▶ Excerpts from a dataset
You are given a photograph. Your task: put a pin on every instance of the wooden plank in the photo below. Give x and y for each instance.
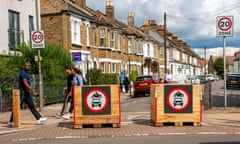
(159, 118)
(97, 121)
(80, 126)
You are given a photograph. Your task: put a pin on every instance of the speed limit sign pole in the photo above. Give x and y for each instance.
(38, 43)
(224, 29)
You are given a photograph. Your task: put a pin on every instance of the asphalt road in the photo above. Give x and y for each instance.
(136, 128)
(164, 139)
(233, 95)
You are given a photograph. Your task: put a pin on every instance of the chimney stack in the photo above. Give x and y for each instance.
(110, 10)
(81, 3)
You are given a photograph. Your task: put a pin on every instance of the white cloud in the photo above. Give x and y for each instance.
(192, 20)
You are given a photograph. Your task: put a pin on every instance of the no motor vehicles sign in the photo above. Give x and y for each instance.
(225, 26)
(37, 38)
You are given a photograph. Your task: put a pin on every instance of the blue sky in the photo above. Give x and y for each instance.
(192, 20)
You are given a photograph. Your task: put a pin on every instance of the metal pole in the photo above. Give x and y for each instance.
(165, 44)
(39, 62)
(224, 66)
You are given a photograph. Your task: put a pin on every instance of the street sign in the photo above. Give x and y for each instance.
(224, 26)
(37, 38)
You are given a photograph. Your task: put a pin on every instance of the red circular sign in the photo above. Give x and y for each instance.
(224, 23)
(96, 100)
(178, 99)
(37, 37)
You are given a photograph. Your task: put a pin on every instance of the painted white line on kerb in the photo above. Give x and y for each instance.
(172, 133)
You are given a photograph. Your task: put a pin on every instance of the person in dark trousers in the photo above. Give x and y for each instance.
(76, 81)
(25, 95)
(67, 93)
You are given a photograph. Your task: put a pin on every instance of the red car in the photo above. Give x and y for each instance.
(142, 85)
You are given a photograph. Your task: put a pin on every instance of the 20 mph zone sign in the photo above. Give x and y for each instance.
(37, 39)
(225, 26)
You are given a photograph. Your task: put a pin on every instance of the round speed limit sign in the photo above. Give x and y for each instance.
(37, 39)
(225, 26)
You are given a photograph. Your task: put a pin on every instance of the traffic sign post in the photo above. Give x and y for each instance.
(224, 29)
(37, 39)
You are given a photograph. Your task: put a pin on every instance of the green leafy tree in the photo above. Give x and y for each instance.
(218, 65)
(54, 58)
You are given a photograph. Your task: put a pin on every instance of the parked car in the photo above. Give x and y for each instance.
(142, 85)
(233, 81)
(195, 79)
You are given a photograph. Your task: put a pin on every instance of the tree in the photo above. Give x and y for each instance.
(218, 65)
(54, 58)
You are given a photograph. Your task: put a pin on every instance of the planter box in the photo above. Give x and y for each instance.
(176, 104)
(97, 105)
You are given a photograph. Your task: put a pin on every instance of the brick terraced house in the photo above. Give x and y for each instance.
(98, 40)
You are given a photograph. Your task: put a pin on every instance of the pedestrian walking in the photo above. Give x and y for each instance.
(67, 92)
(76, 81)
(25, 95)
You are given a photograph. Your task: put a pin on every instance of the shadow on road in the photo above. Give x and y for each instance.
(220, 143)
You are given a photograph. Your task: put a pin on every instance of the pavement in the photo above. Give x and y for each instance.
(217, 116)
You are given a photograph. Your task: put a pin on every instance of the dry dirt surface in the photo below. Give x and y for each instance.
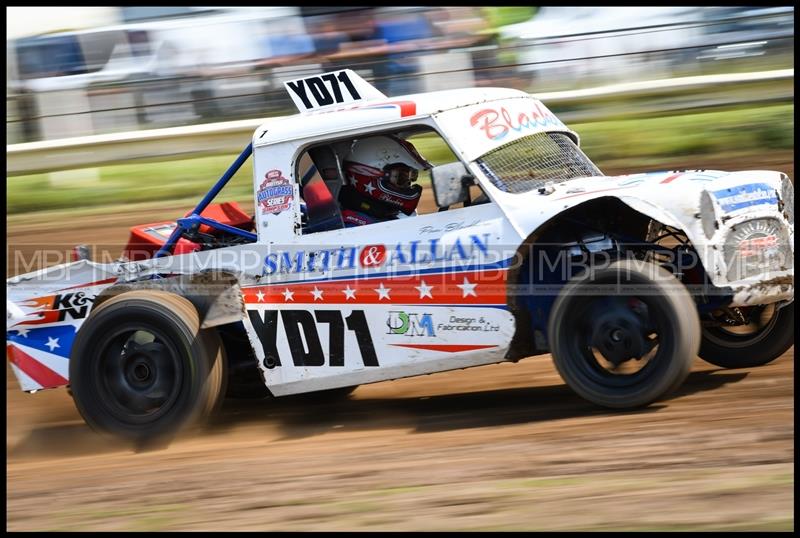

▶ PROBLEM
Exact copy, no pictures: reproduce every record as it stands.

▶ RESPONSE TO THIS EXERCISE
You are given a photograph. Your task: put a pin on every instance of the wooden plank in the photo below. Give x and y for each instance.
(159, 118)
(97, 121)
(80, 126)
You are given a photograph. Your task: put a pin on every instance of the speed limit sign pole in the photo above. Give x and y for each instance.
(38, 43)
(224, 29)
You are given a photograph. Your task: put a pin on every instance of the asphalt road in the photo above. Give x and y for each instance.
(136, 128)
(164, 139)
(233, 95)
You are given a photograph. Your task: put a pin on every instance of the chimney stack in the photo above. Give x and y for each instance.
(110, 10)
(81, 3)
You are given a photograph. Your task: put a pin on every instance of the white cloud in the photo above. Give x and y for each instance.
(192, 20)
You are given a photograph. Your task: put a pin on every instance of the no motor vehicles sign in the photo above. Give x and y for each instance.
(225, 26)
(37, 38)
You are given a photograph. Your task: put a pin on every instance of the blue sky in the photo above. Give x and y for each instance.
(192, 20)
You are given a photograph. Your task: put a pin on every instance of the metal pole in the photo above. Give x and y for each instance.
(165, 44)
(39, 62)
(224, 66)
You are given a photograph. Your task: put a pin on every instance of the street sign in the photo above. Give x and y for each instance.
(224, 26)
(37, 38)
You are given a photograph. Your task: put a pin on every instance of the red circular sign in the photo above. Give x and y for each instance.
(224, 23)
(96, 100)
(178, 99)
(37, 37)
You are given a photograph. Your task: put a pin on every instance of the painted white line on kerb in the photo above. Give x and y for each instance.
(172, 133)
You are given a photograph. Your task: put a pin on every instance of the person in dark trousers in the photo above. Give x and y for each instance.
(76, 81)
(25, 95)
(67, 93)
You are given a photograph. Your task: put a pin on every instance of the red car in the photo above. Give x and y for each instance.
(142, 85)
You are given a photograph. Your task: put a pin on every instance of the 20 mph zone sign in the photo above. Give x and y for each instance.
(37, 39)
(225, 26)
You are given a photograph. Your task: put a pin on every instance of the round speed limit sign in the photo above. Give x and y for each instance.
(37, 39)
(225, 26)
You are given a photograph. Your task: put a pin on every instance of the traffic sign post in the photo above. Give x and y for each instance.
(224, 29)
(37, 39)
You are given a photograph. Your task: put a pin on every instance of the green leafy tree in the photo above. Give x and y for each instance.
(218, 65)
(54, 58)
You are given a photograph. Your task: put a pin on every instance of the parked car in the photo above. Give x and y for each instance.
(142, 85)
(233, 81)
(195, 79)
You are given a photograph. Your task: put a pin on every instance of the tree in the photo above. Give x and y for each instance.
(218, 65)
(54, 58)
You are given a photograph. Your task: put a pin on every instance of the planter box in the photo above. Give x and y for each instance.
(176, 104)
(97, 105)
You are given a photograph. Your task: put a pin on every instance of the brick terraced house in the photo above. Give x and y for each instance.
(98, 40)
You are given a photograph. Your task: put a pin on every instance of the pedestrian walking in the photo above. Give x and y for each instance.
(67, 92)
(76, 81)
(25, 95)
You are given a photograph. Your task: put a pin on every instance of the shadow on road in the photo above. Give x and y for each instance.
(220, 143)
You are given a photograph. Your task: put a pin on every instance of the pavement in the photo above. Give x and y for each instance.
(217, 116)
You are given a photograph. Your task: put a pin on every instance of the dry dirt surface in the photo below. Give x and y for each instance.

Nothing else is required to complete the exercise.